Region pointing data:
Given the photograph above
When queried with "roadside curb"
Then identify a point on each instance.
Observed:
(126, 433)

# The task
Output each entry precisely as given.

# Response box
Given the photograph above
When queried with "roadside curb"
Then identify a point on each instance.
Observed:
(126, 433)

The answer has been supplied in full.